■ **Work task**: Some lines in the data below hold the string "help". Report how many, as a bare number.

[Stored data entries]

----------

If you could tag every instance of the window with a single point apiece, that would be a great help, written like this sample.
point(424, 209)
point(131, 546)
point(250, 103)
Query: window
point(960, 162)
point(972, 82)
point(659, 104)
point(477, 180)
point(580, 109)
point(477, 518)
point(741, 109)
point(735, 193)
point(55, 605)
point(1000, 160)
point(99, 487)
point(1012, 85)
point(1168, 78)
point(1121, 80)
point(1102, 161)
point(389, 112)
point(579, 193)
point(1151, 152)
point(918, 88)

----------

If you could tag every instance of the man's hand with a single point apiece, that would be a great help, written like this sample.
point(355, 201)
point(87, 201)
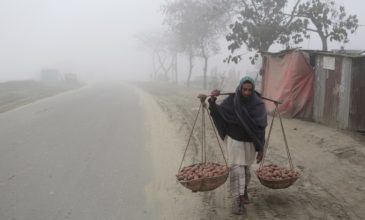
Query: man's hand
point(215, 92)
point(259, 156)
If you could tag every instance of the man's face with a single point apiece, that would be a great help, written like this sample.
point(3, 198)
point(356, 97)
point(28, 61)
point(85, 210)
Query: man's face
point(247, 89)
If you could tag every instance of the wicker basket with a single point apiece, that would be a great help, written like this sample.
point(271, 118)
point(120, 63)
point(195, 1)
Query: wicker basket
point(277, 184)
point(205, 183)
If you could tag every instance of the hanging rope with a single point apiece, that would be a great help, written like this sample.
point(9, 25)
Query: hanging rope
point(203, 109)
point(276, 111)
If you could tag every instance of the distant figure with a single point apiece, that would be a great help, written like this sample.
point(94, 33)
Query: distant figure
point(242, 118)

----------

■ **Answer to the problem**: 6